# START OF DOCUMENT SEGMENT

What about the other applications of Gastrobot technology? The Easy Bake oven that ran on cupcake batter didn't do much more than get rid of extra cupcake batter and kind of wiggle, while the frozen light post that ran on children's tongues was considered a disaster by all experts, including the expert on Bat Boy.

Some Gastrobot technology like the never-ending-story that ran on imagination was a safe and wonderful invention until a scientist accidentally invented a hand grenade that the never-ending-story could hold and throw.

Terror is on the way: what happens when New Scientist magazine thinks to build a flying shark generator that's fueled by old flying sharks? I'm no calculator, but let's see... that's one, two... INFINITY flying sharks. Here's a short list of people who aren't ready for that: me.

My own fear and distrust led me to spend the last three weeks of my life constructing a weapon capable of countering "Chew Chew." The only problem was that I don't know anything about robots, science, or tiny trains. The closest I came to the scientific community was during 10th grade when I wrote my hypothesis, "What I Would Have Done Over the Summer if I Would Have Had a Kickass Rocket Pack," which got a D. That's when I noticed the original Gastrobot was made out of Legos. And according to my 11th grade thesis, "Legos and Me: Rockin' the House in Style!" that was my area of expertise.

First I studied the schematical blueprint readoutitude of "Chew Chew":


(1) Pumps for Redox Solution: These take up most of the caboose, and their job is to wave to everyone as the train passes. This helps trick people into getting close enough for the Mouth (2) to get them. Which yes, looks like it's mostly made out of a plastic Bullwinkle head. Sometimes science can be retarded.

# END OF DOCUMENT SEGMENT
# START OF RAW DATA

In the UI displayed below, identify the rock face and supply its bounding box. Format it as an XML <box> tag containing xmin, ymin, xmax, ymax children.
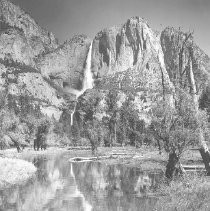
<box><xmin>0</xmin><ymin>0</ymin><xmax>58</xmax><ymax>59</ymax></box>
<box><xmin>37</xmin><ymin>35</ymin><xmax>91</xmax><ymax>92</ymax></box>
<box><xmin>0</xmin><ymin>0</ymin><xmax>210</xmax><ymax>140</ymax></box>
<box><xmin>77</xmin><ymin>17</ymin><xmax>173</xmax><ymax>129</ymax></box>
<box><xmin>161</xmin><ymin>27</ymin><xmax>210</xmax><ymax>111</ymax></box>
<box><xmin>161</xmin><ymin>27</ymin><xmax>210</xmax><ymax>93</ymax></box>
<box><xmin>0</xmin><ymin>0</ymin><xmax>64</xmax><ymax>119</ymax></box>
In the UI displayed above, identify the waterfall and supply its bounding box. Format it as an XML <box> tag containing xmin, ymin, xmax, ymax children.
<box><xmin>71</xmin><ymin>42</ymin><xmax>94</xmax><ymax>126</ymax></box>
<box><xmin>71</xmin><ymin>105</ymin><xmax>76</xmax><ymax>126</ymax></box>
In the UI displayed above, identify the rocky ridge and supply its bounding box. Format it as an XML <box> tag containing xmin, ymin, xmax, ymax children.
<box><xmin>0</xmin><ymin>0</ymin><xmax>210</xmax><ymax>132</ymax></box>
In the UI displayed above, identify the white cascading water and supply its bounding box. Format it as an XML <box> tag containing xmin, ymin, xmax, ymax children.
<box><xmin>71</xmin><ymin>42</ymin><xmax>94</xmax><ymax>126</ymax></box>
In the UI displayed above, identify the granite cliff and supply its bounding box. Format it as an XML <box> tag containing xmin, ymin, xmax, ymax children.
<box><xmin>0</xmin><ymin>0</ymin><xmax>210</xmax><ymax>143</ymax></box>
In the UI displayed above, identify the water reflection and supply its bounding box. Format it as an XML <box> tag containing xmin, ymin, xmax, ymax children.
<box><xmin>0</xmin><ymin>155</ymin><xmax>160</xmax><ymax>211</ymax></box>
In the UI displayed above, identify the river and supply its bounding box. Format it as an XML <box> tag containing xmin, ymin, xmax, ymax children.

# END OF RAW DATA

◆ DIRECTION A ◆
Rewrite the stretch of the Gastrobot article from "What about the" through "hold and throw.", replacing "cupcake batter" with "pancake batter" wherever it occurs.
◆ DIRECTION B ◆
Echo the stretch of the entries from the line containing "In the UI displayed above, identify the granite" through the end of the entries, word for word.

◆ TASK RESPONSE A ◆
What about the other applications of Gastrobot technology? The Easy Bake oven that ran on pancake batter didn't do much more than get rid of extra pancake batter and kind of wiggle, while the frozen light post that ran on children's tongues was considered a disaster by all experts, including the expert on Bat Boy.

Some Gastrobot technology like the never-ending-story that ran on imagination was a safe and wonderful invention until a scientist accidentally invented a hand grenade that the never-ending-story could hold and throw.

◆ TASK RESPONSE B ◆
In the UI displayed above, identify the granite cliff and supply its bounding box. Format it as an XML <box> tag containing xmin, ymin, xmax, ymax children.
<box><xmin>0</xmin><ymin>0</ymin><xmax>210</xmax><ymax>143</ymax></box>
In the UI displayed above, identify the water reflection and supply its bounding box. Format it as an XML <box> tag containing xmin, ymin, xmax, ymax children.
<box><xmin>0</xmin><ymin>155</ymin><xmax>160</xmax><ymax>211</ymax></box>
In the UI displayed above, identify the river and supply its bounding box. Format it as an XML <box> tag containing xmin, ymin, xmax, ymax children.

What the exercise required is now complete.